- Data for this exercise
>>>

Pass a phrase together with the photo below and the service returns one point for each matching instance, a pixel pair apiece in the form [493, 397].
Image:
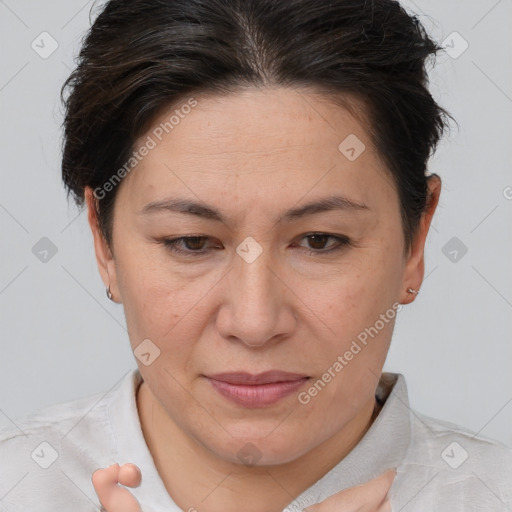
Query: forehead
[274, 140]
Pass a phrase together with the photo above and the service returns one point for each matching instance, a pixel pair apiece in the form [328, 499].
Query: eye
[193, 245]
[318, 241]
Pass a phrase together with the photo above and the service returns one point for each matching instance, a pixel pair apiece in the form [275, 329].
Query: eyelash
[172, 245]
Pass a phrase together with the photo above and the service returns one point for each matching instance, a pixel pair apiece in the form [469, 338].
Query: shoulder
[46, 456]
[455, 469]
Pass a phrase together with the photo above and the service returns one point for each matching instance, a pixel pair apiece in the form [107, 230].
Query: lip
[259, 390]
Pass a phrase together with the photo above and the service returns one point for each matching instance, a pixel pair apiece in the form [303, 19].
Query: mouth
[259, 390]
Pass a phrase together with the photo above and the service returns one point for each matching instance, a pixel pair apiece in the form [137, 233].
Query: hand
[113, 497]
[369, 497]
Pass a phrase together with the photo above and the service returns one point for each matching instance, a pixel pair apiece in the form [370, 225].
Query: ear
[415, 264]
[104, 256]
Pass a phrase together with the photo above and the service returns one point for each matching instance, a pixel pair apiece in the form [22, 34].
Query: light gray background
[61, 338]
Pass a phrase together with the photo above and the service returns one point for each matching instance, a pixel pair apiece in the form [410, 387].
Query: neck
[199, 481]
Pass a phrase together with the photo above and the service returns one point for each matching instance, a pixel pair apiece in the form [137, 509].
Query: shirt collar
[384, 446]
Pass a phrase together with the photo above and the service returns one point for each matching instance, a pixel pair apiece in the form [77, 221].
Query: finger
[111, 496]
[385, 507]
[129, 475]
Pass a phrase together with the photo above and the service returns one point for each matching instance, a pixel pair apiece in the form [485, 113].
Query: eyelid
[173, 244]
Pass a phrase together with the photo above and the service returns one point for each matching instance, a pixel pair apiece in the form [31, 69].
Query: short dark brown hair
[143, 56]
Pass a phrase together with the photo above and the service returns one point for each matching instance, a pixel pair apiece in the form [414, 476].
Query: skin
[254, 155]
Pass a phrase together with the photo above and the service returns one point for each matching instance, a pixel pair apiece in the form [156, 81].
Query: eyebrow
[205, 211]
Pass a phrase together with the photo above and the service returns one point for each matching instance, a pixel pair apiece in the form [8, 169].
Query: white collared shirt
[47, 458]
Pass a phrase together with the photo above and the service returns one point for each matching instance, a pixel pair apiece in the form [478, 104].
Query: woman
[255, 174]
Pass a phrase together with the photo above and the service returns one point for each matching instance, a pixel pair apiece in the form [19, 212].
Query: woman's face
[255, 291]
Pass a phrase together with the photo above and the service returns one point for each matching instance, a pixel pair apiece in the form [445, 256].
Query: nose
[257, 306]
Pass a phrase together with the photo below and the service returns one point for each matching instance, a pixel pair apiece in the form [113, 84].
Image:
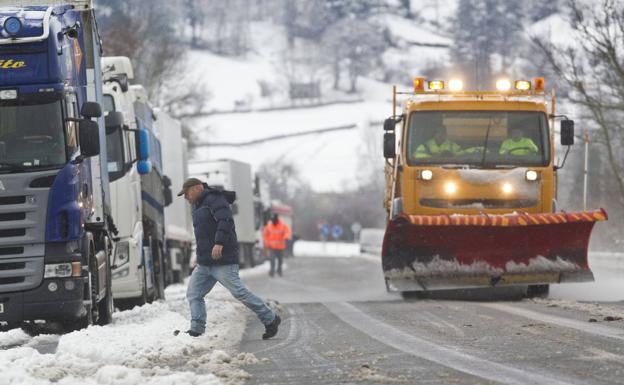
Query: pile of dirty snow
[137, 348]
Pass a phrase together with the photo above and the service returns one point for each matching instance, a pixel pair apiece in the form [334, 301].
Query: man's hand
[217, 251]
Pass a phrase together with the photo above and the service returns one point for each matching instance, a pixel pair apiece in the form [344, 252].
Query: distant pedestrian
[276, 234]
[217, 256]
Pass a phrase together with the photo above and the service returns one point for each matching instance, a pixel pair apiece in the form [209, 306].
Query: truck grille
[12, 200]
[20, 274]
[476, 204]
[12, 233]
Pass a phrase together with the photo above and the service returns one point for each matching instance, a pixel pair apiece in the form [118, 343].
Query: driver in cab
[518, 144]
[438, 145]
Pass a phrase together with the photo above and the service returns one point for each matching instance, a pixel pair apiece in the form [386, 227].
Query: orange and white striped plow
[433, 252]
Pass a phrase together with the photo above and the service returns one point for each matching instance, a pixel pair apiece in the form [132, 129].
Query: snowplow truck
[471, 187]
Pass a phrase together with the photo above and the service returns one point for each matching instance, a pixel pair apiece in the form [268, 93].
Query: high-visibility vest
[275, 236]
[432, 148]
[524, 146]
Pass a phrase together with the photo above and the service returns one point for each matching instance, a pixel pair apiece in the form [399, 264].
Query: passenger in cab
[439, 144]
[518, 144]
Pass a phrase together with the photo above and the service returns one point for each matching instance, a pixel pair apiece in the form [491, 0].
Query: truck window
[32, 135]
[108, 104]
[478, 138]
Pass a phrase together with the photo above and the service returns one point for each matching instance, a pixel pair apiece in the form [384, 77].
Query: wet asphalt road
[341, 327]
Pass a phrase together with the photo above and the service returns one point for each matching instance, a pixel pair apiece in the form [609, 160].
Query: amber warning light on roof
[503, 85]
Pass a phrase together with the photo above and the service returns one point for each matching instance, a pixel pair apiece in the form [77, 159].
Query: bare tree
[355, 44]
[594, 73]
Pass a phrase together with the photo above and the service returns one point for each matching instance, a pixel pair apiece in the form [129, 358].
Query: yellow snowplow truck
[471, 187]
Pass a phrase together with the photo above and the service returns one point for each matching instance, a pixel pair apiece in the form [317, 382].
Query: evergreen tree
[484, 30]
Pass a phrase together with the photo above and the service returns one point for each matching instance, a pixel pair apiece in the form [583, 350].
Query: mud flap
[425, 252]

<<<

- Exercise details
Reproduce the data word for word, excluding its pictures.

- Correct response
Pass a phrase together with the photo below and the service returns one point for each matching instance, a pixel pair apiece in the form [493, 397].
Image:
Query: forehead
[274, 140]
Pass a phrase together with the photo above and the service returns one point for each matching instance, a pixel pair apiece in the form [328, 499].
Query: eye
[193, 245]
[318, 241]
Pass a phrase together with the photo above and the service returns one point for each matching instance, a pixel pair apiece in the form [275, 329].
Query: eyelash
[172, 245]
Pass a phrase together with the photo above and the service returns one point for each matching instance, a pixel pair apiece in the form [469, 338].
Query: shoulder
[46, 456]
[455, 469]
Pass a phrase together with the photo above and the service returns one point for each matching instance, a pixel pair apiece in the form [107, 230].
Query: lip
[259, 390]
Pass a phrase together with the photo above and the service returns one point for each matching instance, a pixel pair apiece in the form [303, 19].
Query: mouth
[259, 390]
Pass a phrase together with the photo above and the service returns one point for each matching instance, a pixel pair apiece in the form [137, 233].
Query: hand
[113, 497]
[369, 497]
Pass a phrase together with the photo above and the service returns one point for each matching instance, a pixel pair apiece in the form [370, 225].
Query: ear
[415, 264]
[104, 256]
Pass a phrase together with the photo above and the service returns one point for each matching instance, a pixel pair apiece in the form [22, 34].
Query: light gray background
[61, 338]
Pass a phrase together with the photo above and the service returns one point for each matching instance, a pixel pair apiece in the form [410, 387].
Query: neck
[199, 481]
Pass a phrase together with the photo above and the service returns one point for each matching instance, a pixel pair apiece in the form [137, 509].
Query: shirt collar
[384, 446]
Pass a phrase together with the photo above and the service returns one point for each matching instance, a pixel pair apiece in the form [77, 221].
Query: finger
[111, 496]
[385, 507]
[129, 475]
Pass a phrase together with the photo above and the service returns one point for each matching instance, a pixel pair apiece in the form [485, 113].
Query: eyelid
[173, 244]
Pass a phrase together with the photo above and the service returns one point for each matching instance, a pixel pair apiece in the form [31, 69].
Query: short dark brown hair
[143, 56]
Pass a phrase together with the photo above and the service returns one point for each matching instance, a pixel pair apiece in the form [414, 476].
Query: skin
[254, 155]
Pass a phrase together with the photo above and the service returns one point for each matching instance, a pixel pair apiece in the form [156, 81].
Query: eyebrow
[205, 211]
Pass a phrase together with the photo above and the service returns one point for each matching instance, a pixel pair apiece in the form [8, 169].
Query: white collared shirt
[47, 458]
Pass a phrase together with the photo above and the service returns one point for each matching instance, a pixel pair apiece in the form [478, 104].
Query: woman
[255, 174]
Pass a phrase together with the photo above and the service returns one point for each matching instance, a pixel pair apiece in the form [19, 212].
Query: woman's face
[255, 291]
Pass a phrase together with the photo above and the service returns one point for each matching instance, a pixel pair apiece in the form [445, 256].
Query: nose
[257, 306]
Pass a phrase together with the photo below and the service returns one point for each matching instance, a pixel pair apiece in the form [113, 84].
Image:
Query: pile of dirty snow
[137, 348]
Pass a phrase together with the photo above and the service returns one point for each matching instance, a pixel pair apiece in the form [334, 301].
Query: man's hand
[217, 251]
Pass a phrase together with the photo above and the service returns one point for each matching instance, a pixel pair apiece in the form [344, 252].
Query: distant pedestrian
[276, 234]
[217, 256]
Pass a phrase together with the photo above and the service returns one point for each matching instance, a pixel pair apiece in the form [209, 306].
Query: truck grille
[12, 200]
[20, 274]
[476, 204]
[12, 233]
Pass a phrase together with the photo above and the service returns one point for each matching instance, a pixel pair apiece in the form [118, 343].
Query: driver in cab
[518, 144]
[438, 145]
Pass a phrase together with the photo above and the service returns one point for each matching instance, a pixel pair apiece in the form [386, 227].
Query: orange and white striped plow
[433, 252]
Pass a phrase together with the photo above and the service returns one point for each matching instance, a pixel pair apiece in the form [132, 129].
Query: snowplow truck
[471, 187]
Pass a phrase together with the photo above and the service returns one point for each matching instance, a pixel pair apiece in the form [268, 93].
Query: high-visibility vest
[275, 236]
[432, 148]
[524, 146]
Pass a phrase together with the photo above and the service returns one point for each matching instance, a pixel pair apiece in the form [399, 264].
Query: passenger in cab
[439, 144]
[518, 144]
Pass a phrase together with the photo above and the service returns one point for each matching instance, a pixel pair apiece in the form [491, 0].
Query: truck window
[32, 135]
[108, 104]
[478, 138]
Pass a phrase together with the photo above and the service returns one point for each matching instance, a pixel pair apiece in the form [384, 77].
Query: wet asphalt road
[341, 327]
Pass a phrase together with the photo above and the service returns one point for each matching instance, a pixel pair apiece in the form [609, 160].
Query: amber warning light on roof
[503, 85]
Pass a phrase together with the photo above and the service returns one point for each matching instance, a pixel pair apiece in the form [77, 159].
Query: bare tree
[355, 44]
[594, 73]
Pass a phrase together with the photo above and the service returns one point for each matching instance, a pixel pair apiece in the form [129, 358].
Query: yellow snowplow truck
[471, 187]
Pass a phrase together with the photo above and the service returns one point for each matching instance, a pixel pair apiece in the form [317, 382].
Query: evergreen tree
[484, 30]
Pass a phrase together with the photo above and the service returns one point for each matching instance, a pixel pair apiece in the form [583, 350].
Query: mud flap
[425, 252]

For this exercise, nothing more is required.